Your instructions – Copy down all of the data underneath, exactly as shown.
────────────────────
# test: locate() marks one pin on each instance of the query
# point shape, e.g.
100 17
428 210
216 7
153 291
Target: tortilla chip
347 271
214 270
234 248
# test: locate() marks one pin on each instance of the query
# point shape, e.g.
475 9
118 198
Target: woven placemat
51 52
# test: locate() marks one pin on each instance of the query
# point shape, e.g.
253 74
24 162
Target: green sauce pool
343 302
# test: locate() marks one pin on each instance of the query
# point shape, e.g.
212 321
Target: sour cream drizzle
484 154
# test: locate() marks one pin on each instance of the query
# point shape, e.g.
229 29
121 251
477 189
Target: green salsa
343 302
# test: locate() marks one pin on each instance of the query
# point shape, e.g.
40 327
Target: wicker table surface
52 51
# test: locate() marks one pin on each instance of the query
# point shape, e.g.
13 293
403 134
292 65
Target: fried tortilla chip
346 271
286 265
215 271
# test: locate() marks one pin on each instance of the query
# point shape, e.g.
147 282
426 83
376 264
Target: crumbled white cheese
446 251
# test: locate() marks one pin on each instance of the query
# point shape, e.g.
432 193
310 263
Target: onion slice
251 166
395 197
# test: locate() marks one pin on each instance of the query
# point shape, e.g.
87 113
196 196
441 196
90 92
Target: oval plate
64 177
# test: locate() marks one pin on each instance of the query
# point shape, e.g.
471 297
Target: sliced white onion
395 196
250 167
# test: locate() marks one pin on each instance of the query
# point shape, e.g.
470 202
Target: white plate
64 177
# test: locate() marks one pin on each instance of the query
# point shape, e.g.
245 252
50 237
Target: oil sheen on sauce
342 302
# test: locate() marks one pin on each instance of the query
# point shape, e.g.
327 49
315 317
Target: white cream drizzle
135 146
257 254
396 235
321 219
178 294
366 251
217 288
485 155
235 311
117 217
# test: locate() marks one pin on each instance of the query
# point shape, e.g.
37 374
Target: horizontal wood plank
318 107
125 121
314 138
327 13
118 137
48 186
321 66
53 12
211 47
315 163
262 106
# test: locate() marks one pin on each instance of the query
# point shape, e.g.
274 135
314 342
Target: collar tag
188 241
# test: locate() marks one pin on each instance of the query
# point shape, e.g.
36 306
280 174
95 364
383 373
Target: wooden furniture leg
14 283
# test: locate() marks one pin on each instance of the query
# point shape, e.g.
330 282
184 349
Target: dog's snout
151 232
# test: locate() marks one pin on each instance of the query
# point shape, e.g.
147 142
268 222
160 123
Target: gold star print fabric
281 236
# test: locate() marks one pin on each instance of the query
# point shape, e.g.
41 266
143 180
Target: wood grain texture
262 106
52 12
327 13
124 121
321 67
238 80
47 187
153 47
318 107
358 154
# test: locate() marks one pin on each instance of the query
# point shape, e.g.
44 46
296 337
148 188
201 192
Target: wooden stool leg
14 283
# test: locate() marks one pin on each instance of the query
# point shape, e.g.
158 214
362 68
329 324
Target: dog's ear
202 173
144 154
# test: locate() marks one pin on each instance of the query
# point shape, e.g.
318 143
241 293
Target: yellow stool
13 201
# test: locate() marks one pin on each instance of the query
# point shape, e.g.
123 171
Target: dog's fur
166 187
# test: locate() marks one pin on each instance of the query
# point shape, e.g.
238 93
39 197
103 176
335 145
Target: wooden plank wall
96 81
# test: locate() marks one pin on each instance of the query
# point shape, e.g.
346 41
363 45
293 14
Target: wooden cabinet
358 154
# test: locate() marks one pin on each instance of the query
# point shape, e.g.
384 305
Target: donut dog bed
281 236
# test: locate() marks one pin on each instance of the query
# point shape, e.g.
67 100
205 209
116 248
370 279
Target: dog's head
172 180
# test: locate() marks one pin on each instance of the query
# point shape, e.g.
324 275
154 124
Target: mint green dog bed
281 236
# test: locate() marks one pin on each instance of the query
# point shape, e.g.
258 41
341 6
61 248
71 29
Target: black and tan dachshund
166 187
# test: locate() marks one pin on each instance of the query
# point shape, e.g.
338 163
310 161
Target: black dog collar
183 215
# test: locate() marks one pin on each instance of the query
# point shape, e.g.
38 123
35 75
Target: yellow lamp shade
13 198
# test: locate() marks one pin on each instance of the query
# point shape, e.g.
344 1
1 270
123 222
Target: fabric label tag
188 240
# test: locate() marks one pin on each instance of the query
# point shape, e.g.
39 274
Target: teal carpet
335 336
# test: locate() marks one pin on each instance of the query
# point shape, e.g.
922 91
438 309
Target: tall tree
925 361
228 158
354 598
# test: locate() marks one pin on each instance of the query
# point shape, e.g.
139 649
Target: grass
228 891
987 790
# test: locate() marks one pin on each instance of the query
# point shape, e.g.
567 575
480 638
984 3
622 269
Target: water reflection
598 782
────────────────────
Solution –
# test: locate() marks one pin on each instance of the query
# point shape, e.g.
100 17
428 210
216 7
153 291
Target: tortilla chip
347 271
214 270
234 248
# test: locate() marks one pin on each instance of the query
# point shape, e.g.
475 9
118 198
Target: woven placemat
51 52
# test: locate() marks one pin on each instance of the query
# point shape, e.g.
253 74
24 162
Target: green sauce pool
343 302
# test: locate() marks one pin on each instance of the query
# point shape, e.g.
212 321
Target: sour cream drizzle
484 154
# test: locate() marks one pin on each instance of the query
# point shape, e.g.
229 29
121 251
477 189
Target: green salsa
343 302
# test: locate() marks one pin on each instance of the query
# point shape, e.g.
40 327
Target: wicker table surface
52 51
# test: locate() marks one pin on each instance of the query
# point shape, e.g.
13 293
403 134
292 65
Target: fried tortilla chip
346 271
286 265
215 271
# test: locate() marks one pin on each instance of the query
# point shape, e.g.
147 282
426 83
376 264
Target: crumbled white cheese
446 251
# test: locate() marks one pin on each instance of the query
# point shape, e.g.
432 193
310 263
Target: onion slice
251 166
395 197
# test: locate() marks one pin on each instance of the query
# point shape, e.g.
87 113
196 196
441 196
90 92
Target: oval plate
64 177
# test: locate() marks one pin on each instance of the query
# point shape, e.g.
471 297
Target: sliced white onion
395 196
250 167
# test: locate() marks one pin on each instance of the query
# point shape, e.g.
470 202
Target: white plate
64 177
# test: locate() marks one pin on each instance of the query
# point shape, e.g.
245 252
50 237
Target: oil sheen on sauce
342 302
# test: locate() marks one pin on each instance of the query
# point shape, e.g.
327 49
315 317
Target: white cream drizzle
135 146
257 254
396 235
321 219
178 294
366 251
217 288
485 155
235 311
117 217
# test: locate() marks one pin on each instance of the query
# point shape, e.g.
37 374
Target: horizontal wood plank
318 107
125 121
314 138
327 13
118 137
48 186
321 66
53 12
211 47
315 163
262 106
# test: locate() marks one pin on each instance of the query
# point shape, e.g.
274 135
314 342
Target: collar tag
188 241
# test: locate() marks one pin on each instance of the query
# point shape, e.g.
36 306
280 174
95 364
383 373
Target: wooden furniture leg
14 283
# test: locate() marks one pin on each instance of the query
# point shape, e.g.
330 282
184 349
Target: dog's snout
151 232
# test: locate() marks one pin on each instance of the query
# point shape, e.g.
147 142
268 222
160 123
Target: gold star print fabric
281 236
# test: locate() marks one pin on each instance of the query
# point shape, e.g.
41 266
143 180
Target: wood grain texture
262 106
52 12
327 13
124 121
321 67
238 80
47 187
153 47
318 107
358 154
# test: locate() marks one pin on each instance of the query
# point shape, e.g.
44 46
296 337
148 188
201 192
Target: wooden stool leg
14 283
# test: locate() marks one pin on each instance of the query
# point shape, e.g.
158 214
362 68
329 324
Target: dog's ear
202 173
144 154
# test: locate() marks one pin on each instance of the query
# point shape, e.g.
318 143
241 293
Target: yellow stool
13 201
# test: locate() marks one pin on each instance of the query
# point shape, e.g.
123 171
Target: dog's fur
166 187
# test: locate() marks one pin on each instance of the query
# point shape, e.g.
238 93
39 197
103 176
335 145
Target: wooden plank wall
96 81
# test: locate() marks one pin on each instance of the query
# point shape, e.g.
346 41
363 45
293 14
Target: wooden cabinet
358 154
# test: locate() marks one pin on each instance of the query
# point shape, e.g.
384 305
Target: donut dog bed
281 236
# test: locate() marks one pin on each instance of the query
# point shape, e.g.
67 100
205 209
116 248
370 279
Target: dog's head
172 180
# test: locate() marks one pin on each instance of the query
# point shape, e.g.
324 275
154 124
Target: mint green dog bed
281 236
# test: locate() marks one pin on each instance of the query
# point shape, e.g.
258 41
341 6
61 248
71 29
Target: black and tan dachshund
166 187
# test: locate() marks one pin on each instance of the query
# point shape, e.g.
338 163
310 161
Target: black dog collar
183 215
# test: locate() marks one pin on each instance of the query
# point shape, e.g.
38 123
35 75
Target: yellow lamp shade
13 198
# test: locate() marks one pin on each instance of the query
# point shape, e.g.
344 1
1 270
123 222
Target: fabric label tag
188 240
# test: locate() marks one pin on each instance of the query
# point shape, e.g.
39 274
Target: teal carpet
335 336
# test: locate() marks one pin on each instance of the query
# point shape, e.g.
922 91
438 309
Target: tall tree
925 361
228 158
354 598
# test: locate() marks one pin on each instance of the query
# point shape, e.g.
139 649
Target: grass
228 891
987 790
# test: locate() marks one pin on each instance of the query
# point shape, e.g.
567 575
480 638
984 3
622 269
Target: water reflection
598 782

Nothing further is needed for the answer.